#### [WHAT TO DO]
The reply should reproduce every line of the data below word for word, minus any images.

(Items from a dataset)

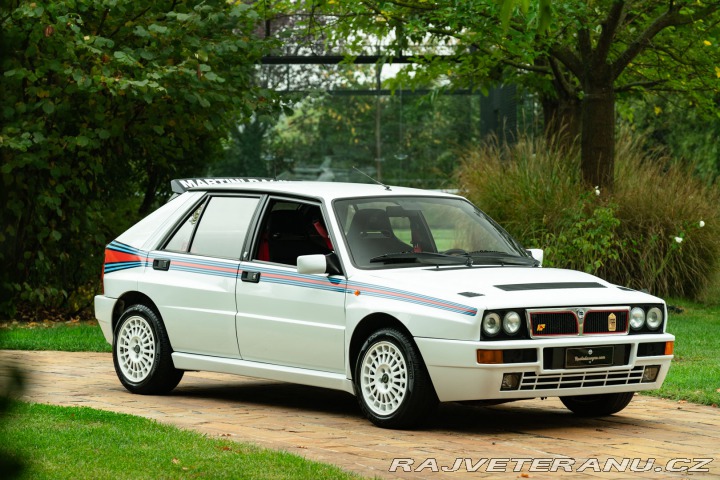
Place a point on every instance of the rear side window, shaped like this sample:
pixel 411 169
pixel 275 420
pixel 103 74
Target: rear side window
pixel 217 228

#### [PROBLEM SOLUTION]
Place a point on every instance of the rear side window, shaped like this sample:
pixel 411 169
pixel 275 420
pixel 103 74
Target: rear side window
pixel 217 228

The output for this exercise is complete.